> [AVAILABLE RECORDS]:
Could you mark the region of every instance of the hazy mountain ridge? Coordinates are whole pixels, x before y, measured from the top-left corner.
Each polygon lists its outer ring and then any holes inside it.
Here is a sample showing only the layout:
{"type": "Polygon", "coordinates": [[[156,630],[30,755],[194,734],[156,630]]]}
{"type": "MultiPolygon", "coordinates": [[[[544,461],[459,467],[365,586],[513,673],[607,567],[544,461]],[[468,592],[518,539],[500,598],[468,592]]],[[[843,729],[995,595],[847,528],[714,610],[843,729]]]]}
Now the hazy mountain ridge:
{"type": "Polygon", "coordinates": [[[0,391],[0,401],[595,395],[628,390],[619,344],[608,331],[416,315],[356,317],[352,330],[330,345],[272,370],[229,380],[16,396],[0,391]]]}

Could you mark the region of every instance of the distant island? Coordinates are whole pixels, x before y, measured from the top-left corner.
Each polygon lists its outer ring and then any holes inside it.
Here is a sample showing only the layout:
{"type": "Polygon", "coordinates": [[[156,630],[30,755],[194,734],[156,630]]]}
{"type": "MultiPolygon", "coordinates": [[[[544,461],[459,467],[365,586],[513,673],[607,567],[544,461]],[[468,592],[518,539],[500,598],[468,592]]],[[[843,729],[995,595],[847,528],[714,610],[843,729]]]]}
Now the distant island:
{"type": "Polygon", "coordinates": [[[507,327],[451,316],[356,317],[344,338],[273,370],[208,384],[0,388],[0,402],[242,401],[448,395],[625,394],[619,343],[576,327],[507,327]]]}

> [WHAT THE TASK REQUIRES]:
Only the lines with "every" are needed; find them in the records and copy each one.

> [SOLUTION TO THIS PROBLEM]:
Could you mark the region of every instance of the hazy mountain ridge? Coordinates are whole pixels, x before y, measured from the top-left corner.
Could you mark the region of every instance of the distant island? Coordinates are whole pixels, x before y, measured from the top-left corner.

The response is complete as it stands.